▸ WORK TO COMPLETE
Write the records out again exactly as they read, dropping any picture they hold.

▸ DATA EXTRACTS
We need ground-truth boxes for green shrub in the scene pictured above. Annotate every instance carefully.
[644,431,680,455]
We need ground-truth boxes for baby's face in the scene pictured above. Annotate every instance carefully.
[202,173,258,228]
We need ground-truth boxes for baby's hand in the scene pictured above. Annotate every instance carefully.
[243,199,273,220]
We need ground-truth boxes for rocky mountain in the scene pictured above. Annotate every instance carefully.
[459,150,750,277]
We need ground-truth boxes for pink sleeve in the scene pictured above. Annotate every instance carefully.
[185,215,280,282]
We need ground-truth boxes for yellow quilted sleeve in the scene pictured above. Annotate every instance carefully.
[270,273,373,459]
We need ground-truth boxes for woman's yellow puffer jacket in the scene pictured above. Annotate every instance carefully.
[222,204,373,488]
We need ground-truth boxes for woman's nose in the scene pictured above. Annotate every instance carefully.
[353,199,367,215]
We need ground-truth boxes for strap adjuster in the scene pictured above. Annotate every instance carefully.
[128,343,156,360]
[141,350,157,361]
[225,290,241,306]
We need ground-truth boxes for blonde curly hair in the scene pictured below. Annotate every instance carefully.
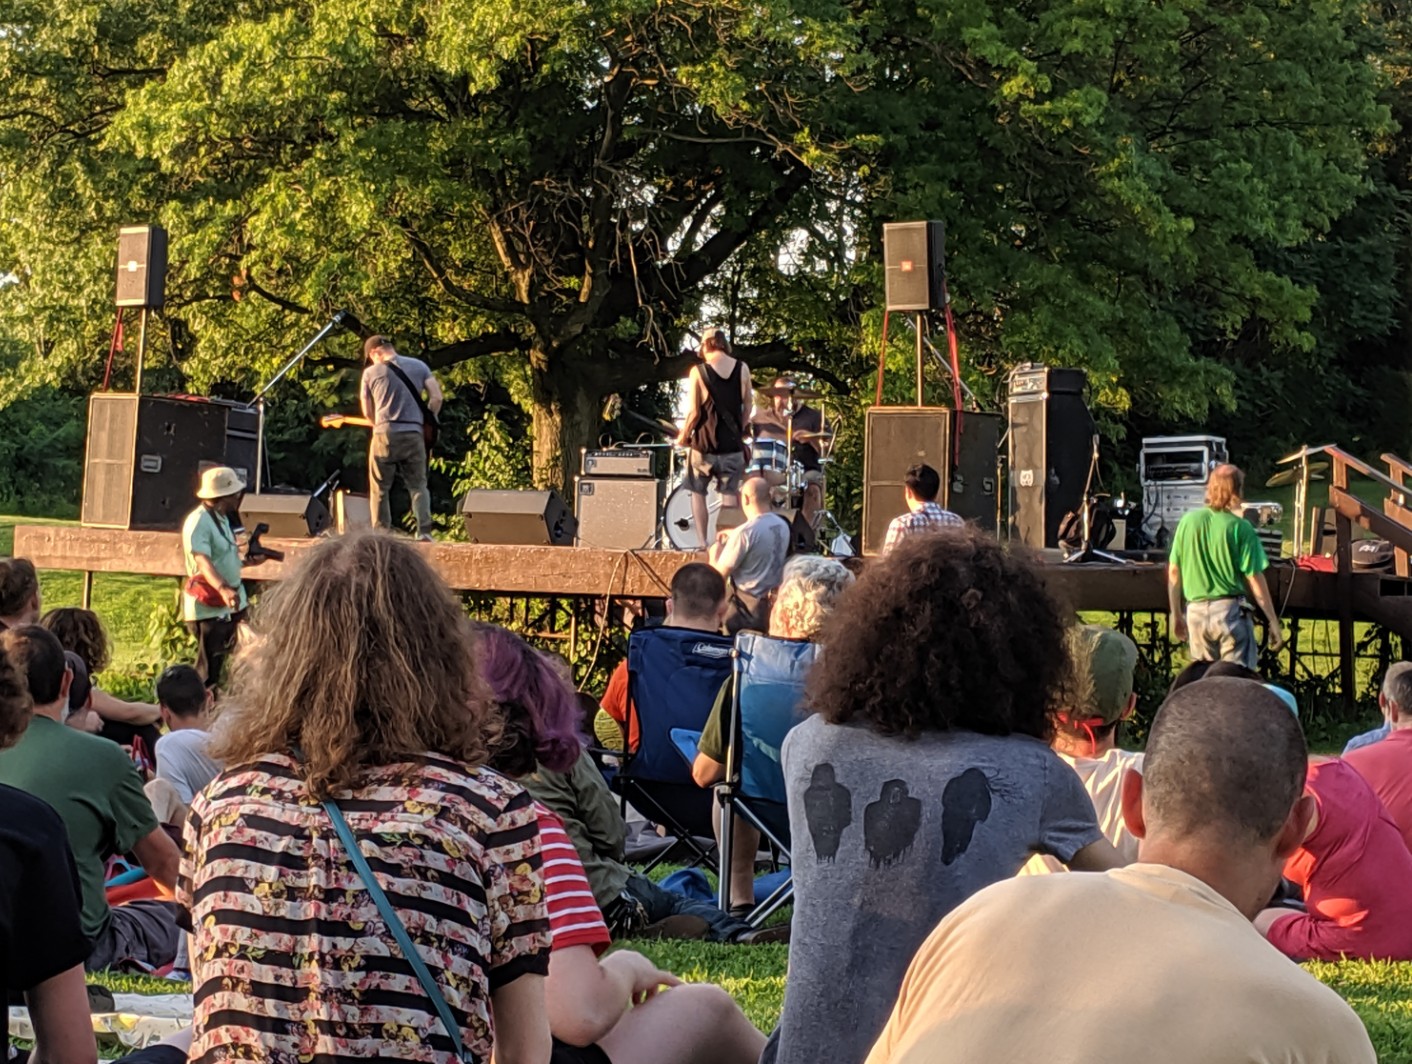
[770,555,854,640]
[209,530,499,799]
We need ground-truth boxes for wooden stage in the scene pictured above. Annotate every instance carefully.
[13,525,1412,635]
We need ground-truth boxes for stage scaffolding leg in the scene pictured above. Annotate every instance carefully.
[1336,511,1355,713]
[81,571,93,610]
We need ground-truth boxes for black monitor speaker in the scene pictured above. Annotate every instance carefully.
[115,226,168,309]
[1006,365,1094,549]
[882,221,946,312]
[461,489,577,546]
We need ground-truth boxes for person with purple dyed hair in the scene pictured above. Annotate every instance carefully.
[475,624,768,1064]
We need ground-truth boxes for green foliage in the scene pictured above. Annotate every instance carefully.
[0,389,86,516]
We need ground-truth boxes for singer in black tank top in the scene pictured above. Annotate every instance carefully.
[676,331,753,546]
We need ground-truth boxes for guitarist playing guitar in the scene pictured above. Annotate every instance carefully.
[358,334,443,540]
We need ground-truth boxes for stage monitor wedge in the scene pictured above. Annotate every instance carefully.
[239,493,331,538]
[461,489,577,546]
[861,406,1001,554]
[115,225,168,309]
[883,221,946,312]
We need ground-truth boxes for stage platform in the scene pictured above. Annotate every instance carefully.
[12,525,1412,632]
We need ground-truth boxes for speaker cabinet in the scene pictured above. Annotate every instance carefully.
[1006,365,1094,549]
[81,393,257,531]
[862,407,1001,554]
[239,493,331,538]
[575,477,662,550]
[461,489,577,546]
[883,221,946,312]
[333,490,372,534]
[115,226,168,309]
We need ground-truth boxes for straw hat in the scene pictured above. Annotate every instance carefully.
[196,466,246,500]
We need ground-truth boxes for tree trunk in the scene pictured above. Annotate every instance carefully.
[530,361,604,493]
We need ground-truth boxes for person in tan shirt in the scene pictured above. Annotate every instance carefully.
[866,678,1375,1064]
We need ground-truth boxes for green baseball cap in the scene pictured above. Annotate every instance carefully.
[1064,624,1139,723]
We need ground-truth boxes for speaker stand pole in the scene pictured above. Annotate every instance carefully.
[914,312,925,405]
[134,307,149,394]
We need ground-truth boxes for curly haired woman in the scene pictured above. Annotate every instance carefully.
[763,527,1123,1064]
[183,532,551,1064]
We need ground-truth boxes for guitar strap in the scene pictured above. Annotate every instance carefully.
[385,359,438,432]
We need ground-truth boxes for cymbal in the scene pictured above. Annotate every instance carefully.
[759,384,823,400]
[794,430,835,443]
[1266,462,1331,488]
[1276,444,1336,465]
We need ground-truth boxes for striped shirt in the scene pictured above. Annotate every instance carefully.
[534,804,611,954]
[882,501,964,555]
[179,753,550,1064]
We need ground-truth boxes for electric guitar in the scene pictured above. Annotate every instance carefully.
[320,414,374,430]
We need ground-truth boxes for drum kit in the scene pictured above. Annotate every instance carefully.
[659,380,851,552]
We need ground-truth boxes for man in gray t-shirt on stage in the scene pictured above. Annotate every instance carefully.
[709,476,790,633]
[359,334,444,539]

▸ THE ANSWER
We need ground-truth boxes for green shrub in the scene pictured above. Annotate every instance carefully.
[644,431,680,455]
We need ground-truth boxes for baby's face in the scene pictured above. Annotate every instance carefully.
[202,173,258,228]
We need ground-truth boxes for baby's hand in the scene pictured above. Annotate every instance carefully.
[243,199,273,220]
We need ground-truth boxes for rocky mountain in the scene pictured above. Annotate every instance carefully.
[459,150,750,277]
We need ground-truth boxes for pink sleeve in the scene pictured above. Annotate every instance carefully.
[185,215,280,282]
We need ground-truth boxes for yellow quilted sleeve in the scene pictured above. Annotate every instance carefully.
[270,273,373,459]
We need ground-truth boxes for woman's yellow puffer jacket in the scene pictured above. Annotate every instance carefully.
[222,204,373,488]
We need ground-truth boxes for woman's nose in the scene pictured above. Annotate every instance carefully.
[353,199,367,215]
We need ground-truth boxes for strap adjuster in the scene pictured above. Annotate every instance carefully.
[128,343,156,360]
[141,350,157,361]
[225,290,241,306]
We need ground-truth boxes for blonde curly hair in the scene pictured below. Annotate every instance carefully.
[770,555,854,640]
[209,530,499,799]
We need ground-truth boxes for wooden stage in the scene pictured above. Annotate every instance carefully.
[13,525,1412,635]
We need ground-truth boxes for stage scaffolding leg in the scene pictured above. Annotate every instance carefully.
[1336,511,1355,713]
[81,571,93,610]
We need ground-truth boxes for black monitor speaker in the scene pictured above. Annotate every instance carefully.
[115,226,168,309]
[1006,365,1094,549]
[882,221,946,312]
[461,489,577,546]
We need ground-truth boxes for person with purple dyed hair in the scene pictured above. Annotate every instance carefully.
[475,624,768,1064]
We need ground-truth boxes for green foliage in the scene pictured above. Annotate every instance carefully.
[0,389,86,516]
We need ground-truth boxes for singer in black tank top in the scene pictured above. Annotate every instance carefully.
[676,331,753,546]
We need ground-truth boxes for guitarist playing guitar in the scene pictured above. Annotate every instance carefully.
[358,334,443,540]
We need ground-truth boxes for stage monitor wedge in the scene pictured above. Annotate every instance carefully.
[239,493,331,538]
[461,489,577,546]
[861,406,1001,554]
[115,225,168,309]
[883,221,946,312]
We need ground-truth boxes for stage platform in the scene pictured above. Annotate every instance carefully.
[12,525,1412,632]
We need ground-truth boxes for speaker cabinet in the scene pictured above. Annotate every instance carefully.
[1006,365,1094,549]
[81,393,257,531]
[862,407,1001,554]
[239,493,331,538]
[575,477,662,550]
[461,489,577,546]
[883,221,946,312]
[333,490,372,534]
[115,226,168,309]
We need ground-truth boxes for straw hat in the scene pictured above. Annotate every instance carefully.
[196,466,246,500]
We need ground-truth boxes for tree trunk in the scene pictured above. Annotate every instance carefully.
[530,361,604,493]
We need ground-truth boxes for person in tan shirt in the scene pictured above. Annotate every instance carefully.
[866,678,1375,1064]
We need ground-truth boxes for green baseball cap in the scene pictured above. Annotate every instance carefully.
[1064,624,1139,723]
We need ground-truth boxes for speaker stand pole in the scene pictured above. Annotate every instance carefully.
[914,312,925,405]
[134,307,149,394]
We need ground-truth boxes for curly haired woman in the scene pictured above. Annotate every instance carefully.
[763,527,1123,1064]
[183,532,551,1064]
We need ground-truth boxes for guitar strap in the scene pictured above. Annotate every instance carefully.
[385,359,438,432]
We need ground-truth boxes for cymbal in the scene pictured above. Annotate every instance carefully.
[759,384,823,400]
[794,430,835,443]
[1266,462,1331,488]
[1276,444,1336,465]
We need ground-truth boxes for striped shirt in the scene pictured above. Annotate every instance carefully.
[534,804,611,954]
[882,501,964,555]
[179,753,550,1064]
We need ground-truth boxes for electric guitar in the scene pictured above. Annotate every instance carefully.
[320,414,374,430]
We need ground-truth boxes for drum kit in the scene pictured above. Annotate every instance carefully.
[659,380,851,552]
We need ground-truth boxes for man in gray t-shirt on stage in the scene pictured above. Annotate every instance carefully.
[709,476,790,633]
[359,334,444,539]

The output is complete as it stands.